- EXCERPT:
As shown in Fig. 4, such an embodiment has a speech profile adaptor 442 in communication with the automatic speech recognizer 46, for modifying the user-specific profiles 441. An adaptation controller 443 responsive to the identification comparator 42 controls the speech profile adaptor 442. When an authorized user has been identified by the identification comparator 42, the adaptation controller 443 enables operation of the speech profile adaptor 442 to permit updating of the user-specific profile. In a further embodiment, both user and identification and verification are required to enable the speech profile adaptor 442. The identification may be by the keyboard, or, as in the embodiments described previously, the identification may be a non-keyboard identification, as by speech or digitally encoded card.

The embodiments previously discussed for both identification and verification assume explicit actions taken by the user. More specifically, in the case of speech, the access control system uses voice print matching of user provided speech. In practice, such voice print matching can employ either text dependent verification, or text independent verification. Text dependent verification is the use of passwords and associated voice prints already described. Text independent verification operates with freely selected user speech input during normal use of the automatic speech recognition system. In a preferred embodiment, this implicit verification is implemented as a safeguard mechanism in combination with the explicit text dependent password and voice print technique.

With respect to Fig. 4, the text independent verification (i.e., implicit verification) occurs in the background during system use as spoken text input progresses. Thus, after the user access system has recognized an authorized user and enabled system access as previously described, the identification comparator 42 and verification comparator 43 continue to monitor the operation of the automatic speech recognizer 46. As the recognizer 46 recognizes input speech as text within its recognition vocabulary, the identification comparator 42 and/or verification comparator 43 compares the incoming speech signal associated with the recognized text to stored user identification data 422 and/or stored user verification data 432. If the characteristics of the incoming speech fail to match the stored characteristics for the recognized user within an acceptability threshold, the identification comparator 42 and/or verification comparator 43 then disables the system access provider 45. In addition (or as a consequence of disabling the system access provider 45), the speech profile adaptor 442 is prevented from modifying the user-specific speech profiles 441. Then, the automatic speech recognizer 46 operates only to perform the user verification and access method previously described.

This embodiment is especially useful in a situation where an authorized user has accessed the system and momentarily walks away. Text independent verification running in the application background prevents another, possibly unfriendly, user from invoking or altering the authorized user's speech profile. This effectively prevents use of the system by such an unauthorized person.

- INFORMATION SHOWN:
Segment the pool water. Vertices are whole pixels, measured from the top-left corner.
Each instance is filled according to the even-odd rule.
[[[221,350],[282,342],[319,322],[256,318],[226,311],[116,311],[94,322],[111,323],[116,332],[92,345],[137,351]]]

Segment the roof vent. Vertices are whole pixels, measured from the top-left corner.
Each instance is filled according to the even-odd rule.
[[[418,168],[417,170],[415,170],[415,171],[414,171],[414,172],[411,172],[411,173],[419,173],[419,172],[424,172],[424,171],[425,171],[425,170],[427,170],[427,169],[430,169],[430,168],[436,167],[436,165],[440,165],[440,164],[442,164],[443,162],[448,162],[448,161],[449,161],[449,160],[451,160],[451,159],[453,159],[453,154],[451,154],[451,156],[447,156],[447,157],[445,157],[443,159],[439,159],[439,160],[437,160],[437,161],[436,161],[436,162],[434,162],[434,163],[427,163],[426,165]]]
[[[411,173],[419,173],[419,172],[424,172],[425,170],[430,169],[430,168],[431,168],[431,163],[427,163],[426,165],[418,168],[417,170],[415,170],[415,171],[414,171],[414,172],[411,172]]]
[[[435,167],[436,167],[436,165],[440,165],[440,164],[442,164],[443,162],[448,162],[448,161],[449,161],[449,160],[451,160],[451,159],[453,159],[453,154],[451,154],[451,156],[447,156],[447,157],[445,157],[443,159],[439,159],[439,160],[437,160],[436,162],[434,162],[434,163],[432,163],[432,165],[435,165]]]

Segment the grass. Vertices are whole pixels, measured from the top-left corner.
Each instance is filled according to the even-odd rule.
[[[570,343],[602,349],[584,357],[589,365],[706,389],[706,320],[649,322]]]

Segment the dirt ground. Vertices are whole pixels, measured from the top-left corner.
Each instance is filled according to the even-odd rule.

- TASKS FOR THIS EXERCISE:
[1] According to the speech access control passage, what happens to the speech profile adaptor 442 when incoming speech fails to match the stored characteristics for the recognized user?
[2] From the speech access control passage, write out everything from "This embodiment is" down to "an unauthorized person.".
[3] Extend the speech access control passage, starting after its last sentence.

- OUTPUTS FOR THE TASKS:
[1] It is prevented from modifying the user-specific speech profiles 441.

[2]
This embodiment is especially useful in a situation where an authorized user has accessed the system and momentarily walks away. Text independent verification running in the application background prevents another, possibly unfriendly, user from invoking or altering the authorized user's speech profile. This effectively prevents use of the system by such an unauthorized person.

[3]
Claims

What is claimed is:

1. A computer system, for operation based on text inputs derived from automatic recognition of speech of a plurality of users providing spoken inputs, the system comprising: a. a plurality of speech-enabled terminals, each having an input for receiving speech from a user; b. an identification comparator for comparing a non-keyboard user identification provided by a specific user with data stored in a user identification data base to determine if the specific user is an authorized user; c. an automatic speech recognizer for deriving text from speech provided by the specific user at a given one of the speech-enabled terminals; d. a profile loader for loading a user-specific profile pertinent to the specific user into the automatic speech recognizer; and e. a system access provider for providing computing access, via the automatic speech recognizer, to the specific user if determined to be authorized by the identification comparator.

2. A computer system according to claim 1 , wherein the non- keyboard user identification is spoken by the specific user.

3. A computer system according to claim 1 , wherein the non- keyboard user identification is contained in a digitally encoded card presented by the specific user.

4. A computer system according to claim 2, wherein the user identification database contains voice prints of authorized users, and the identification comparator compares a voice print derived from the spoken user identification with voice prints in the user identification database.

5. A computer system according to claim 2, wherein the user identification database contains passwords of authorized users and the spoken user identification is a password.

6. A computer system according to claim 5, wherein the user identification database stores the passwords as text derived from utterances using automatic speech recognition.

7. A computer system according to claim 1 , further comprising a user verification comparator for comparing a user verification provided by the specific user with data stored in a user verification data base to verify the identity of the specific user as an authorized user, wherein the system access provider provides computing access to the specific user only if the identity of the specific user has been verified as an authorized user by the verification comparator.

8. A computer system according to claim 2, further comprising a user verification comparator for comparing a user verification provided by the specific user with data stored in a user verification data base to verify the identity of the specific user as an authorized user, wherein the system access provider provides computing access to the specific user only if the identity of the specific user has been verified as an authorized user by the verification comparator.

9. A computer system according to claim 7, wherein the user verification is spoken by the specific user.

10. A computer system according to claim 1 , wherein each speech- enabled terminal is coupled to a telephone line permitting a user to access the computer system by telephone.

11. A computer system according to claim 1 , wherein each speech- enabled terminal is associated with a separate local processor and a local automatic speech recognizer.

12. A computer system according to claim 1 1 , wherein each speech - enabled terminal is coupled to a telephone line permitting a user to access the computer system by telephone.

13. A computer system according to claim 1 , wherein: the identification comparator further includes a text-independent comparator coupled to the automatic speech recognizer and to the system access provider for determining whether characteristics of the speech provided by the specific user fail to match characteristics of the data stored in the user identification database for the specific user within an acceptability threshold, and in the event of a determination of acceptable match, causing the system access provider to preclude computing access to the specific user.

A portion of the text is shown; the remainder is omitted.